• **Set of tasks**:
1. Which data frames does the code in the data-cleaning passage work on?
2. Edit the data-cleaning passage from "# Replace country" up to and including "confirmed_recovered.fillna(0, inplace=True)", replacing "State" with "Region" wherever it occurs.

** Document passage follows **

We will begin by organizing the data frames. The datasets contain Mainland China as a country which should just be China. So, we will rename the columns, replace all entries for 'Mainland china' with just 'China', get rid of all the null values or empty entries, aggregate the results by summing the cases, deaths, and recovered cases. We will then create a simple data frame with these counts and plot them in a TreeMap.
# Rename some columns
confirmed_cases.rename(columns = {"Province/State": "State",
"Country/Region": "Country"}, inplace = True)
confirmed_deaths.rename(columns = {"Province/State": "State",
"Country/Region": "Country"}, inplace = True)
confirmed_recovered.rename(columns = {"Province/State": "State",
"Country/Region": "Country"}, inplace = True)
# Replace country that have Mainland China to just China
confirmed_cases['Country'].replace('Mainland China', 'China', inplace=True)
confirmed_deaths['Country'].replace('Mainland China', 'China', inplace=True)
confirmed_recovered['Country'].replace('Mainland China', 'China', inplace=True)
# Get rid of empty data
confirmed_cases[['State']] = confirmed_cases[['State']].fillna('')
confirmed_deaths[['State']] = confirmed_deaths[['State']].fillna('')
confirmed_recovered[['State']] = confirmed_recovered[['State']].fillna('')
confirmed_cases.fillna(0, inplace=True)
confirmed_deaths.fillna(0, inplace=True)
confirmed_recovered.fillna(0, inplace=True)

** End of Document passage **
** Data section follows **

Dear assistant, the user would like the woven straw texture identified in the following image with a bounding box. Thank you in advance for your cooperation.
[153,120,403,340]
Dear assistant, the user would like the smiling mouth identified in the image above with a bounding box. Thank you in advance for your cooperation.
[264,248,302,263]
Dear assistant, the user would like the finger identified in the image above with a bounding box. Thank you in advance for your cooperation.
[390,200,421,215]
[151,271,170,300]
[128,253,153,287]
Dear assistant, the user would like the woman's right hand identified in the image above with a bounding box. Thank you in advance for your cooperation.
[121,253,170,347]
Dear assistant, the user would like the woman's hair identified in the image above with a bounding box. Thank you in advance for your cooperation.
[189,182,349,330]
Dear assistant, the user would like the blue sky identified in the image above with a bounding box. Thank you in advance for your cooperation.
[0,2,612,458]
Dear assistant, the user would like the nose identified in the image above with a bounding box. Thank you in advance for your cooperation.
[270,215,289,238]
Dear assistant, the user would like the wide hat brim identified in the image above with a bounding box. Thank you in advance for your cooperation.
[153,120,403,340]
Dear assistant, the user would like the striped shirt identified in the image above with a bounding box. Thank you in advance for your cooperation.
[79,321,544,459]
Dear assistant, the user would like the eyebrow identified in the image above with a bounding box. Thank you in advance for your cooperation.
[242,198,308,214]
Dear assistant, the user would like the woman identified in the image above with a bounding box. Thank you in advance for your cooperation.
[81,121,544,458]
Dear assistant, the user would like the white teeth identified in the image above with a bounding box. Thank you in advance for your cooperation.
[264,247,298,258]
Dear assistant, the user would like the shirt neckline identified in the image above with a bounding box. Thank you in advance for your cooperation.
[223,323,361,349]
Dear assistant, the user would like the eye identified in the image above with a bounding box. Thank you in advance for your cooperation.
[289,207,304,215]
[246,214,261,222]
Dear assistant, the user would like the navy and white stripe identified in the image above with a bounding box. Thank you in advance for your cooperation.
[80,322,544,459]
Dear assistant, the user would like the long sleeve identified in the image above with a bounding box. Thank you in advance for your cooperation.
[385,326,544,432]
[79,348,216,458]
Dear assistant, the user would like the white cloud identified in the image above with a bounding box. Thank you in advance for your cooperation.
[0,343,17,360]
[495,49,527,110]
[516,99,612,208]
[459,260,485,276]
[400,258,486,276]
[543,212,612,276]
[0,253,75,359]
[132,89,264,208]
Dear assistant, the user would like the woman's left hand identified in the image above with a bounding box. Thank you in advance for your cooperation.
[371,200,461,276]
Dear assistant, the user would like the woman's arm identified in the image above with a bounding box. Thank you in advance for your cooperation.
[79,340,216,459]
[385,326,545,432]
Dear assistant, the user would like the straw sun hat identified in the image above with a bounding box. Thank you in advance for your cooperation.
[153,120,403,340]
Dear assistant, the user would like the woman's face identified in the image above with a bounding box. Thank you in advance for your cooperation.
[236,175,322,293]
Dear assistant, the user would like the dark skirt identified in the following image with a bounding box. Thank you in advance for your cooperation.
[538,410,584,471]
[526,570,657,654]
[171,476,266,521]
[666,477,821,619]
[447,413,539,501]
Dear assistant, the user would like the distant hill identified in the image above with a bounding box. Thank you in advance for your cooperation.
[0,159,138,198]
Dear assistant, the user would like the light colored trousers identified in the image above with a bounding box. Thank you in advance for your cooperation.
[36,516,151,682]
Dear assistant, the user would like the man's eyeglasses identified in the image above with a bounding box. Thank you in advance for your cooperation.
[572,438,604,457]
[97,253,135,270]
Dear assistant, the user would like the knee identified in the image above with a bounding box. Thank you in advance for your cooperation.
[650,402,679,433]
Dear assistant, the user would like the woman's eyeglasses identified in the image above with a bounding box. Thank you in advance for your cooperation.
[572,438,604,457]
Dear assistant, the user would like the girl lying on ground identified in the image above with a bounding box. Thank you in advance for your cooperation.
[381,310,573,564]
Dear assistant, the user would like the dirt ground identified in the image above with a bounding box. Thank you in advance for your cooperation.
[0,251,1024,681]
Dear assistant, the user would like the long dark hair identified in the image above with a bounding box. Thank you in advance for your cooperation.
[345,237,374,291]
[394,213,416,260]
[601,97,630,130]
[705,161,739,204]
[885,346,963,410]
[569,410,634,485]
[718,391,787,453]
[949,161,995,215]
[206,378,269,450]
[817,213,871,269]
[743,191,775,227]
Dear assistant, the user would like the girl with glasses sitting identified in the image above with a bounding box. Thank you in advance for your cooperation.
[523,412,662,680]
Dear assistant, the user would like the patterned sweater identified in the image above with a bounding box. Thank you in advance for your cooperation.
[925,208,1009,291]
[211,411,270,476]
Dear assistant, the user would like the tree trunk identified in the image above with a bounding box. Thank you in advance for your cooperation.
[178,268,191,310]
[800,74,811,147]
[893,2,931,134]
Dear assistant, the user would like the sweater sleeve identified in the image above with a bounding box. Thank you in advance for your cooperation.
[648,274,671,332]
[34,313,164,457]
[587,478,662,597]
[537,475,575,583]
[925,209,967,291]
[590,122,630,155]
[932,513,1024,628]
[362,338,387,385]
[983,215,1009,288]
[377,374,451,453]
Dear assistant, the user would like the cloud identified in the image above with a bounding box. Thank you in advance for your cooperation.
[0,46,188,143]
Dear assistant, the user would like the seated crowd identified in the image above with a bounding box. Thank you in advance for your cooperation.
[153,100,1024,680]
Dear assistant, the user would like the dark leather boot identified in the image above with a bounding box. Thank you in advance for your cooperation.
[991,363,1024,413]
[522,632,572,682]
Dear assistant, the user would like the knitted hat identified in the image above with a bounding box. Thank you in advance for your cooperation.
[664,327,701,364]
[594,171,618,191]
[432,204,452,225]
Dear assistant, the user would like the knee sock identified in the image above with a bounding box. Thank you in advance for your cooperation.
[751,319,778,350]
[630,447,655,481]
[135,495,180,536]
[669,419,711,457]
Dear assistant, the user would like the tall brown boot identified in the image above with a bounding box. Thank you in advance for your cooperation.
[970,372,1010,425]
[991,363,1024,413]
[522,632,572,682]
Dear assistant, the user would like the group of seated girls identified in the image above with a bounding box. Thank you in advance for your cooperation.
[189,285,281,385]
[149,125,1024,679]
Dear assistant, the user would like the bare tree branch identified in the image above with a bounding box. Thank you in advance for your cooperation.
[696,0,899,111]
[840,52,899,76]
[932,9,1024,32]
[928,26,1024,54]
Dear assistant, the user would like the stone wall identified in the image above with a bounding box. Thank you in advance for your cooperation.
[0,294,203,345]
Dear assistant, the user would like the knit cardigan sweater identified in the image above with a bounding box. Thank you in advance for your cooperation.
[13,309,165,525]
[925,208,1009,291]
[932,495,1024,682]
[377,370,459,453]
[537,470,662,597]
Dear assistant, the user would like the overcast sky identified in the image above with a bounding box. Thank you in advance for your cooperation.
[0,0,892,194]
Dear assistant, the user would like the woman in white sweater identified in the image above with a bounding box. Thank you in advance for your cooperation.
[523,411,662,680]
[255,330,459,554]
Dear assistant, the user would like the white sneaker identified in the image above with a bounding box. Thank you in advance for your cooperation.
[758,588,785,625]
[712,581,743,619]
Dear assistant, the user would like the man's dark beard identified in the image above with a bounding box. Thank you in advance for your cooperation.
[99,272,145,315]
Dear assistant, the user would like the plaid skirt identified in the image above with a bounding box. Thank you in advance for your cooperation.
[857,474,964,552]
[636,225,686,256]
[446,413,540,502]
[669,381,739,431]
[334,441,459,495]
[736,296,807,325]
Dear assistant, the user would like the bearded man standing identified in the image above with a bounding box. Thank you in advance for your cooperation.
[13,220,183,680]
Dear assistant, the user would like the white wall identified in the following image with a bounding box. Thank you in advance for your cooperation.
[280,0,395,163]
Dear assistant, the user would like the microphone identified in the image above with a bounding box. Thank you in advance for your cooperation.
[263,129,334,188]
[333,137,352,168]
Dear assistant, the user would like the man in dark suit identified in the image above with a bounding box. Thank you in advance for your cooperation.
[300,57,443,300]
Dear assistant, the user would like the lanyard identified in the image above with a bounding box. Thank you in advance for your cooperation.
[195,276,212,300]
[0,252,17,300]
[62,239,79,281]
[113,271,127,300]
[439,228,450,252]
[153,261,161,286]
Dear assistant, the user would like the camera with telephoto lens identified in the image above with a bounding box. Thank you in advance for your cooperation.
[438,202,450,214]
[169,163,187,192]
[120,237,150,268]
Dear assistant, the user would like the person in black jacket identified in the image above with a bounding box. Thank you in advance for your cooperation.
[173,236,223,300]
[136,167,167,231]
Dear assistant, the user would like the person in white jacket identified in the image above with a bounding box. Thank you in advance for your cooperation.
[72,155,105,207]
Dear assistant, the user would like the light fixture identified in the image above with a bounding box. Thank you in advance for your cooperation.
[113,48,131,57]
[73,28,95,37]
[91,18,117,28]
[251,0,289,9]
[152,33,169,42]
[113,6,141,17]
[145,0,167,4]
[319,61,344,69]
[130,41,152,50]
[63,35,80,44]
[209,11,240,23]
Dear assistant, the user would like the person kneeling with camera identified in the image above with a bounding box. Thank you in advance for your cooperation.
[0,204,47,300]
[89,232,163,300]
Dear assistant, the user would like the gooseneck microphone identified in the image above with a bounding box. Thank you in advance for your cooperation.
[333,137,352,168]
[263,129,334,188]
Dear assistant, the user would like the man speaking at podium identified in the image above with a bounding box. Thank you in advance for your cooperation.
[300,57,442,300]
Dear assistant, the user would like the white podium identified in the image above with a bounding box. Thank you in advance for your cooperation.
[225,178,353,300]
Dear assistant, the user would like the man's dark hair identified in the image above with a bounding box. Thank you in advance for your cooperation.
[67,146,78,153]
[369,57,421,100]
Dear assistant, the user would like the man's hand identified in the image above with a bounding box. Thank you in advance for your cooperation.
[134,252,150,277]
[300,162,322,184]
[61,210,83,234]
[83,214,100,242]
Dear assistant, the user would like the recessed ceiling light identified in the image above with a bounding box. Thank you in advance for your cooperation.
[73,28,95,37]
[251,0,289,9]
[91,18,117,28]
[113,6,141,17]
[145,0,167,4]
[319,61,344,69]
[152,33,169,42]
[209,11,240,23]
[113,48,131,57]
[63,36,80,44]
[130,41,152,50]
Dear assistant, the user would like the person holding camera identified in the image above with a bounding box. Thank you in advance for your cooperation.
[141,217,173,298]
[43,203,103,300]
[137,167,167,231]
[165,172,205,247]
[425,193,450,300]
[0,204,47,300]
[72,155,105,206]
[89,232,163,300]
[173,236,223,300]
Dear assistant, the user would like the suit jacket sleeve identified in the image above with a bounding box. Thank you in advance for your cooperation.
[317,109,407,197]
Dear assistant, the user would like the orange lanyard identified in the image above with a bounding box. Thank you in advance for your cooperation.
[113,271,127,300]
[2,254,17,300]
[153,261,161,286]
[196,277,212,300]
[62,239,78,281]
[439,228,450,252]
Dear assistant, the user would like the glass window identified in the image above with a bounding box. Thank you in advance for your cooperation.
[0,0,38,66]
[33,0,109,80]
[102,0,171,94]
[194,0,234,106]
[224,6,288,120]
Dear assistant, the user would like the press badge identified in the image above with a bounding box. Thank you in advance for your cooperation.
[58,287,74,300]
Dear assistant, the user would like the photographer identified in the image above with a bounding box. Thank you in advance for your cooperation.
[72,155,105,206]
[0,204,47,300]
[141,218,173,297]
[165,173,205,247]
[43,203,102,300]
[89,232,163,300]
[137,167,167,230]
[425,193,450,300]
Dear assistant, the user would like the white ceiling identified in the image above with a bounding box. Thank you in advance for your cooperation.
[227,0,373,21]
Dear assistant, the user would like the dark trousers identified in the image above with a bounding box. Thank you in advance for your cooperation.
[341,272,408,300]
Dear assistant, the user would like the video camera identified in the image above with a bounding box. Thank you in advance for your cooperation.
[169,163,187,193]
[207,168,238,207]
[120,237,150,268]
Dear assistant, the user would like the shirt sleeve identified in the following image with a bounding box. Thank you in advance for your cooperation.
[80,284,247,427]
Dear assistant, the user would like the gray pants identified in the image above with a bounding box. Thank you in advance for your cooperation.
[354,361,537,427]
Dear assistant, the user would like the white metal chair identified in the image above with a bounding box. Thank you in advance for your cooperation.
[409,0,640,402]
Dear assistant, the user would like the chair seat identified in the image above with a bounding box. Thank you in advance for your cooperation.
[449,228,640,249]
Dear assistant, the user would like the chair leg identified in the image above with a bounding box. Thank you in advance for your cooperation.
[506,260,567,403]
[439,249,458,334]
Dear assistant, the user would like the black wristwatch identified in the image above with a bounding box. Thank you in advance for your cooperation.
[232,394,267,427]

** End of Data section **

• **Task solutions**:
1. confirmed_cases, confirmed_deaths, confirmed_recovered

2.
# Replace country that have Mainland China to just China
confirmed_cases['Country'].replace('Mainland China', 'China', inplace=True)
confirmed_deaths['Country'].replace('Mainland China', 'China', inplace=True)
confirmed_recovered['Country'].replace('Mainland China', 'China', inplace=True)
# Get rid of empty data
confirmed_cases[['Region']] = confirmed_cases[['Region']].fillna('')
confirmed_deaths[['Region']] = confirmed_deaths[['Region']].fillna('')
confirmed_recovered[['Region']] = confirmed_recovered[['Region']].fillna('')
confirmed_cases.fillna(0, inplace=True)
confirmed_deaths.fillna(0, inplace=True)
confirmed_recovered.fillna(0, inplace=True)